* [Passage shown]

Posts about vlogs

Sterncast

Howard Stern may have pooped on podcasts, but he said this morning that when he saw the video iPod he realized that is a medium for him. I liked hearing that. I said a few months ago in an open letter to Mel Karmazin that I hope Sirius does not fall into the trap of other media and think of itself as its pipe. Instead, Sirius is creating content I’ll pay for and it should deliver it to me any way I want it.

When you think about it, satellite radio and iTunes are the best positioned in the new world for pay content — for the golden fleece of the added content revenue stream: money from the consumer. Print content is pretty much all free by now. Networks and cable and program producers and all bound up in their mutually destructive deals. But iTunes enables the sale of content and Sirius is producing content worth paying for and neither is trapped by their histories.

Exploding TV: Where’s the plug?

I’m catching up…. Here are a few posts about exploding TV….

What’s the Currency, Kenneth?

: While I was in San Francisco for Web 2.0, I went “running” early one morning by the headquarters of Current.TV, and it occurred to me how little I’ve heard about the channel. They’re not in the conversation.

Why? Well, if you don’t get Current on your cable — and I don’t; most don’t (they list just DirectTV and some Time Warner digital and Comcast markets) — then you can’t really watch it. You can see some of the segments in its online “studio,” but it’s hard to navigate and you don’t get the sense of the channel itself because you can’t watch that. Why not? I assume it’s because of deals with cable systems, which cofounder Joel Hyatt told me wouldn’t be the case. But apparently they lost.

How much better it would be if they ran the channel on the internet, as if old-time TV were only an afterthought. It would be seen around the world by a much larger audience. Isn’t that the point? And how much better if they put up all the videos they get in an easily browsable format. And why stop there? Why not link to good videos wherever they are; think distributed because that’s the 2.0 way to do things. And keep going: Provide material that we can remix. Let us program not one Current but a thousand Currents and may the best channels win. And let anybody distribute any of it via Bittorrent; it’d save them a fortune and build the brand everywhere. But sell ads and share the wealth to support this new medium. That’s what I thought Current.TV would be.

But it isn’t. They went so media 1.0 and created another TV channel. Only they did it on the cheap by having the people create the little shows. And that’s cute. But it’s hardly revolutionary.

Can’t change the world if nobody’s watching you, if only a few are speaking with you, if you’re not in the conversation.

* [Required work] Please give the name of the channel whose headquarters the writer of the blog posts above ran past one morning in San Francisco.

* [Records]
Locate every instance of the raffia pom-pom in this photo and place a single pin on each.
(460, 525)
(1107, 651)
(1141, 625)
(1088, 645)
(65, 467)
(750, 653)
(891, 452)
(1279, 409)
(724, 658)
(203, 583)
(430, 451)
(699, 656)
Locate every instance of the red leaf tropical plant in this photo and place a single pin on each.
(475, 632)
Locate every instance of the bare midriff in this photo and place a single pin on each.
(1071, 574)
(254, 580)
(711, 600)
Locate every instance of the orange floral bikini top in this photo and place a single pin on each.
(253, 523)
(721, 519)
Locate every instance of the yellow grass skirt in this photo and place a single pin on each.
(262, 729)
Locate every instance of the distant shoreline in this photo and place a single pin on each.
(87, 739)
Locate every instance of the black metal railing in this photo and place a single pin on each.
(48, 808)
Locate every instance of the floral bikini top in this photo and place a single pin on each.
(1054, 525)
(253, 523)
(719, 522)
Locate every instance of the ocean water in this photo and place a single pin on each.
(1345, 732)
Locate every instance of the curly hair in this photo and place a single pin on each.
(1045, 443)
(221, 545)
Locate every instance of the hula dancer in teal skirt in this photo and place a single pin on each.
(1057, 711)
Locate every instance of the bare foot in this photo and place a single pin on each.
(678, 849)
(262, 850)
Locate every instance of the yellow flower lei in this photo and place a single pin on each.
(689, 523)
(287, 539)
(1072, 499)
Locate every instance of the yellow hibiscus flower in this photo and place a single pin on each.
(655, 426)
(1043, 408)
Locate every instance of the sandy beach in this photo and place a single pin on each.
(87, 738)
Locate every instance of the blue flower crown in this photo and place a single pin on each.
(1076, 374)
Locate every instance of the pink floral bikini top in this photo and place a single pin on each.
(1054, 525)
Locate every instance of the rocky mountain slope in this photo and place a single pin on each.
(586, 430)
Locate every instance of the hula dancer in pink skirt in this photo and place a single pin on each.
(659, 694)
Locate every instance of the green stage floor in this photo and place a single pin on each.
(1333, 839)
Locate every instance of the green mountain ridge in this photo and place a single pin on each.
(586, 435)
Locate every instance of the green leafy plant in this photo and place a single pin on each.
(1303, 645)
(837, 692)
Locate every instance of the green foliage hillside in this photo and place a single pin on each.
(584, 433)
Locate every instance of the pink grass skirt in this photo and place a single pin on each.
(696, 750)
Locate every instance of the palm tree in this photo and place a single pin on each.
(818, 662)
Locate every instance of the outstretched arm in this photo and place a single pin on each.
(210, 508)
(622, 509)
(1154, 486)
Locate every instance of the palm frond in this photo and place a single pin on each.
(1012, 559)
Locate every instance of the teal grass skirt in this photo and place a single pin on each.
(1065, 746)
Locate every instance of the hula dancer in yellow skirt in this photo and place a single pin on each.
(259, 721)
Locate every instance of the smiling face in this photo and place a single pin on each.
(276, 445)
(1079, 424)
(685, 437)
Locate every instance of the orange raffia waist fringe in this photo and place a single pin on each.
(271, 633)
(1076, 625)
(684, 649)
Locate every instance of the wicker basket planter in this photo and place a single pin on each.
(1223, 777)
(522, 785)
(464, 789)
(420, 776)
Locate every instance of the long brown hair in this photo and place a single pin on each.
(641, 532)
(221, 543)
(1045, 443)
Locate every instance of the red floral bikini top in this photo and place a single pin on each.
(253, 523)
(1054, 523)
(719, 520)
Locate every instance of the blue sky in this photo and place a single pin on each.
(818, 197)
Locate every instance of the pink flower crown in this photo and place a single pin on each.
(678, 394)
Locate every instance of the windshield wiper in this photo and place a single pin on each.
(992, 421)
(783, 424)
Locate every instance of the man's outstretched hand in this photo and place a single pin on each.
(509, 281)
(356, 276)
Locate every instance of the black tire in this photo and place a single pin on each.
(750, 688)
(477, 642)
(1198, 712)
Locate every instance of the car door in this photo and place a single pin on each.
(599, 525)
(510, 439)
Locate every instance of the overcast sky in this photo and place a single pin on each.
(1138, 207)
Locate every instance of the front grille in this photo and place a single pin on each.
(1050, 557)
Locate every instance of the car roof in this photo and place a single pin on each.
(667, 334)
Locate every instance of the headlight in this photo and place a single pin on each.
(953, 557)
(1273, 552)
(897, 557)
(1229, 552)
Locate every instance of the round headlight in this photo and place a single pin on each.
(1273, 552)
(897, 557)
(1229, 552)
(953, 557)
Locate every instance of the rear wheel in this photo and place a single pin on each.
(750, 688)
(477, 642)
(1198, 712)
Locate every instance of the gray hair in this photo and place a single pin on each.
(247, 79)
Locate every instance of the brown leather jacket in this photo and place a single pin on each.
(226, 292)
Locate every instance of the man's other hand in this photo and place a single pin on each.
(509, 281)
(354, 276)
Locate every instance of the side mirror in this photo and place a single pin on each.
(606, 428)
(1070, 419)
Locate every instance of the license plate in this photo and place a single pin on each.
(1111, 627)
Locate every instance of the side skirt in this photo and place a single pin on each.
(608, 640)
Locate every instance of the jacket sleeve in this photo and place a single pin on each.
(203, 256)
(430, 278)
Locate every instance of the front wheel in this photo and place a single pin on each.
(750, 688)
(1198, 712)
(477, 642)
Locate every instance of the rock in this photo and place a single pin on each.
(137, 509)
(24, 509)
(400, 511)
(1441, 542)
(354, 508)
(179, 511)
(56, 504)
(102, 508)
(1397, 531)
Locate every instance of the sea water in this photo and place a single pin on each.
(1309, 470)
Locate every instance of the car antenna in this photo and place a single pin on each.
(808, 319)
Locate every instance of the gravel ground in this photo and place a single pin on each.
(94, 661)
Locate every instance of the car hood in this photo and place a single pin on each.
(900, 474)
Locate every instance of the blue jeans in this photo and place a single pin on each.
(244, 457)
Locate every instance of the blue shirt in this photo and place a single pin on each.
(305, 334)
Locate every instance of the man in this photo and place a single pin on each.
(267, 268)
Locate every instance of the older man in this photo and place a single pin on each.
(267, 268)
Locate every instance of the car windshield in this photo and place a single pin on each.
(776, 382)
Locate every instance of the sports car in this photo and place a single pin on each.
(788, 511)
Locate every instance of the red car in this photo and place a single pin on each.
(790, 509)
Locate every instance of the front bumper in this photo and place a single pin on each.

* [Response] Current.TV